Exercise prompt: Copy out every one of the records that follow, word for word and in the same order.

Extracted information:
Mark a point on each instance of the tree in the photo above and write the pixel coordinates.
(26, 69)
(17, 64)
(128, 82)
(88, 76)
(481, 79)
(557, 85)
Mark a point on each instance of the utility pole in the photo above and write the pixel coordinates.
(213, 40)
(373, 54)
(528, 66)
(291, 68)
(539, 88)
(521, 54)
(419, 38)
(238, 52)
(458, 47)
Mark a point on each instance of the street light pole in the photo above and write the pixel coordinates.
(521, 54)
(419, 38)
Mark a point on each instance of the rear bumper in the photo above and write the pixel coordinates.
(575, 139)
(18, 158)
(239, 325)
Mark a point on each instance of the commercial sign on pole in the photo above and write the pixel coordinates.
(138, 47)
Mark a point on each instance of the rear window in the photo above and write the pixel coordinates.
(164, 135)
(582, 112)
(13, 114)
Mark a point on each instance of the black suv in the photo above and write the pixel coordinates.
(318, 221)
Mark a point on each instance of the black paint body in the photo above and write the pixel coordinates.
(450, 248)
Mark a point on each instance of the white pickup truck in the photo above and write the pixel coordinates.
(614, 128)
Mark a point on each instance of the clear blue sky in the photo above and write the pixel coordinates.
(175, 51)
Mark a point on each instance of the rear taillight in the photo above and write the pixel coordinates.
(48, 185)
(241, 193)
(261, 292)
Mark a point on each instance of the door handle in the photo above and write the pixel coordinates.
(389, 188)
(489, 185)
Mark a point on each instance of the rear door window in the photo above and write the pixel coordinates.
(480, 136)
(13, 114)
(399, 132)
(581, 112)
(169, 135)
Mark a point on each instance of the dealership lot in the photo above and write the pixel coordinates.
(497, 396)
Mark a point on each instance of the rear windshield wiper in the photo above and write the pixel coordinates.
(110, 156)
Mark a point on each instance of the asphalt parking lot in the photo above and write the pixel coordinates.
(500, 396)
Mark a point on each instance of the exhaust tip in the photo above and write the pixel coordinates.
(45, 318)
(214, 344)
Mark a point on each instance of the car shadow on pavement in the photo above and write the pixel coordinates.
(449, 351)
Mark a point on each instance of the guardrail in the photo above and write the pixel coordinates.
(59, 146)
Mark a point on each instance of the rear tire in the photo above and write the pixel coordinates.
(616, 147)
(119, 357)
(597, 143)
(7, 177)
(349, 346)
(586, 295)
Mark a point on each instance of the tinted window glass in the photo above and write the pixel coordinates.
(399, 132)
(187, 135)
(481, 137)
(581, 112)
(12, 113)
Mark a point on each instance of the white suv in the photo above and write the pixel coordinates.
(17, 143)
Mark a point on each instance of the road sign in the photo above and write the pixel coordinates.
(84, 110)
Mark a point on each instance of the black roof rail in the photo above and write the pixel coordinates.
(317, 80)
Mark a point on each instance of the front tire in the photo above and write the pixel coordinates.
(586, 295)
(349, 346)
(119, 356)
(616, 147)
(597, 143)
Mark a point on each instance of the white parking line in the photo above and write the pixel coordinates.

Solution for this problem:
Mark a point on each instance of the tree in the photo above and write the pixel coordinates.
(26, 69)
(17, 64)
(128, 82)
(88, 76)
(481, 79)
(557, 85)
Mark a point on each instance of the utility pole in the photo above and write the pixel coordinates.
(213, 40)
(373, 54)
(528, 66)
(291, 68)
(539, 88)
(521, 54)
(419, 38)
(238, 52)
(458, 47)
Mark a point on each instance of the street light pole in the photo above and write the pixel coordinates.
(521, 54)
(419, 38)
Mark a point on each instance of the rear bumper in the photo above and write the pixel coordinates.
(575, 139)
(18, 158)
(239, 325)
Mark a point on each instance of the commercial sign on pole in the photo above and write the pixel coordinates.
(138, 47)
Mark a point on each instance of the rear window in the photo above and write the pixel coordinates.
(164, 135)
(582, 112)
(13, 114)
Mark a point on each instance of the black suv in the photo above and write the pixel coordinates.
(318, 221)
Mark a point on each instance of the black paint body in the photo above and write the pixel coordinates.
(450, 248)
Mark a point on each instance of the white pickup truck in the photo above and write the pixel coordinates.
(614, 128)
Mark a point on each instance of the clear blue sky in the photo above and write the pixel coordinates.
(175, 51)
Mark a point on each instance of the rear taillight in the photo above and write the pixel coordinates.
(48, 185)
(241, 193)
(261, 292)
Mark a point on each instance of the door handle in the photo above and write the pixel coordinates.
(389, 188)
(489, 185)
Mark a point on each instance of the rear door window in the photo above and write the pixel coordinates.
(480, 136)
(13, 114)
(399, 132)
(581, 112)
(169, 135)
Mark a point on each instance of the dealership lot in the photo above and write the pixel coordinates.
(497, 396)
Mark a point on each instance of the rear windshield wiper in the photo above and write the pixel coordinates.
(110, 156)
Mark a point on each instance of the asphalt parking lot in the photo above and write the pixel coordinates.
(500, 396)
Mark a point on each instance of the exhaust tip in the photo above and write the pixel coordinates.
(45, 318)
(214, 344)
Mark a point on each instance of the car shadow on pavement in the photo above and write the pixel coordinates.
(449, 351)
Mark a point on each instance of the guardrail in the photo above and write the pixel coordinates.
(59, 146)
Mark a point on each instance of the rear tire in the photo above and write the pixel coordinates.
(616, 147)
(119, 357)
(597, 143)
(7, 177)
(349, 346)
(586, 295)
Mark a point on each instance of the tinted window glass in the photo above and write the pixel coordinates.
(399, 132)
(187, 135)
(481, 137)
(581, 112)
(12, 113)
Mark a point on each instance of the white suv in the photo above and write the pixel coordinates.
(17, 143)
Mark a point on each instance of the road sign in the photo above and write the pixel coordinates.
(84, 110)
Mark a point on each instance of the black roof rail in the photo above and write the pixel coordinates.
(317, 80)
Mark a point on each instance of the front tire in the photo above and write the pixel coordinates.
(586, 295)
(349, 346)
(119, 356)
(616, 147)
(597, 143)
Mark a point on each instance of the white parking line in the photo above and write the pixel coordinates.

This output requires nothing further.